◆ BRIEF: Find each line in the listing below that contains the string "tree" with matching case, and copy those lines in full.
[begin ROWS]
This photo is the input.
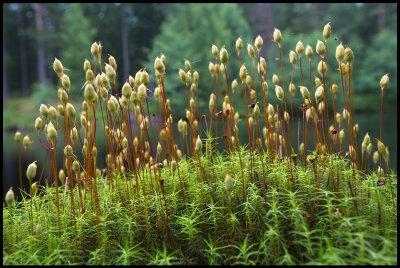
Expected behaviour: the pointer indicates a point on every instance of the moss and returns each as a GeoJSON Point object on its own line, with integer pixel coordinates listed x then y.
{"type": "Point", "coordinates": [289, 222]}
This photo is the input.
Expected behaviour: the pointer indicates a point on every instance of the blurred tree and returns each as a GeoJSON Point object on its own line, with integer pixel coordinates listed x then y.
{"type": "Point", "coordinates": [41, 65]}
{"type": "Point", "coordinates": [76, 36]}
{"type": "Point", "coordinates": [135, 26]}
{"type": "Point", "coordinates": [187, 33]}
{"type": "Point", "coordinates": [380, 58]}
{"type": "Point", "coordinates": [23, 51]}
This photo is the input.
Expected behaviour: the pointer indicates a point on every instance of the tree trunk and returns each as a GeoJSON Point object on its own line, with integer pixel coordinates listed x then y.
[end ROWS]
[begin ROWS]
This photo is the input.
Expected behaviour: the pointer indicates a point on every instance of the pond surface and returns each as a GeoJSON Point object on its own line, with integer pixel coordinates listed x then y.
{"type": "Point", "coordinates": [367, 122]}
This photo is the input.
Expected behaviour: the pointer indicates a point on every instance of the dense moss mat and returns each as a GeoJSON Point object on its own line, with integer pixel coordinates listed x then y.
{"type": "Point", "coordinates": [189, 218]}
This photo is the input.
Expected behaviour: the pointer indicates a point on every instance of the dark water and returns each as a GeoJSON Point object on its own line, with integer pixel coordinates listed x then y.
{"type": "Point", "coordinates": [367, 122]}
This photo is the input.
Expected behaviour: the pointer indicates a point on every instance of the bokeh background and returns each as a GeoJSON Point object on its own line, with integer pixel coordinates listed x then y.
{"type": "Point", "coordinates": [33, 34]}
[end ROWS]
◆ OUTPUT OF THE TASK:
Expected behaviour: the pointer indicates a point on every instance of the blurred tree and returns each as a GeoJSON Point object on its own line, with integer pixel coordinates listed x then y.
Expected behaviour: the pointer indicates a point on every instance of the tree trunk and returns each as a GeoJSON Point object on its own line, with integer pixel coordinates listed x then y.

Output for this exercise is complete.